- Issue created by @byrond
- 🇺🇸United States byrond
It looks like it's making a separate API call for every media entity that needs to be migrated? Could we just patch the migration process to skip queueing the items and then run a full sync after the migration completes? It's my understanding that the new connector requires this sync to make sure the version_id and external_id are available: https://git.drupalcode.org/project/media_acquiadam/-/blob/2.x/src/Batch/...
- 🇺🇸United States byrond
The "Bad Gateway" response is happening while saving the entity, so skipping queueing won't likely change anything.

Directives:
1. According to the forum thread, at what point does the "Bad Gateway" response occur?
2. Transcribe the passage of the forum thread that begins with the words containing "- Issue created" and ends with "likely change anything.".

Data excerpt:
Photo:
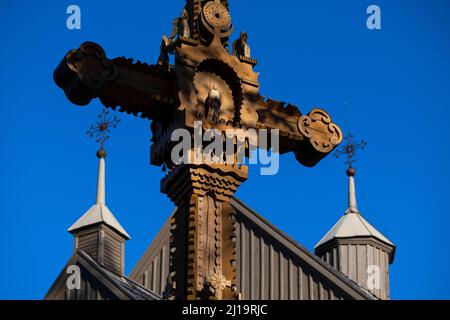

Answers provided:
1. It occurs while the entity is being saved.

2.
- Issue created by @byrond
- 🇺🇸United States byrond
It looks like it's making a separate API call for every media entity that needs to be migrated? Could we just patch the migration process to skip queueing the items and then run a full sync after the migration completes? It's my understanding that the new connector requires this sync to make sure the version_id and external_id are available: https://git.drupalcode.org/project/media_acquiadam/-/blob/2.x/src/Batch/...
- 🇺🇸United States byrond
The "Bad Gateway" response is happening while saving the entity, so skipping queueing won't likely change anything.